▶ **WRITTEN TASK**: Reproduce the entire "Anno Stupiditas" comment thread below, keeping every line, name, date, and punctuation mark unchanged.
··· SELECTION ···
Anno Stupiditas
Michael Paul Cote | August 8, 2005
Scott,
Haven't you realized by now that no matter what, someone is going to be offended?
John E Gunter | August 8, 2005
Scott,
Haven't you realized by now that no matter what, someone is going to be offended?
At the risk of drawing Scott's wrath, Mike, I'm offended by that! ;-D
Couldn't resist, and I'm not sorry!
Shame people can't find better things to do than have problems with say oh, someone else's religious beliefs, sexual behavior between consenting adults, eating habits, exercise or lack there of habits, or anything that makes us a society of different individuals. They ought to be happy for what others want to do so long as it's not infringing on your freedom to do what you want to do or harming society as a whole!
John
Scott Horowitz | August 8, 2005
it's 5755... that's the year!
··· INFORMATION PROVIDED ···
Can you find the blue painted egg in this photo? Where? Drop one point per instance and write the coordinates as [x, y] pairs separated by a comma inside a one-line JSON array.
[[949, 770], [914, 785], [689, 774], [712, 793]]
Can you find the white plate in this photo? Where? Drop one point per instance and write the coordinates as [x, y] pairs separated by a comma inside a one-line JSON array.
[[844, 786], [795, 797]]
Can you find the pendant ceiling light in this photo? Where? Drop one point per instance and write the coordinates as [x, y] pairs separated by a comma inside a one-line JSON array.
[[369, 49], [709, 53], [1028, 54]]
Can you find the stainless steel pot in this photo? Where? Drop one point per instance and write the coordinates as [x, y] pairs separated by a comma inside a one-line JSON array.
···
▶ **THE OUTPUT**:
Anno Stupiditas
Michael Paul Cote | August 8, 2005
Scott,
Haven't you realized by now that no matter what, someone is going to be offended?
John E Gunter | August 8, 2005
Scott,
Haven't you realized by now that no matter what, someone is going to be offended?
At the risk of drawing Scott's wrath, Mike, I'm offended by that! ;-D
Couldn't resist, and I'm not sorry!
Shame people can't find better things to do than have problems with say oh, someone else's religious beliefs, sexual behavior between consenting adults, eating habits, exercise or lack there of habits, or anything that makes us a society of different individuals. They ought to be happy for what others want to do so long as it's not infringing on your freedom to do what you want to do or harming society as a whole!
John
Scott Horowitz | August 8, 2005
it's 5755... that's the year!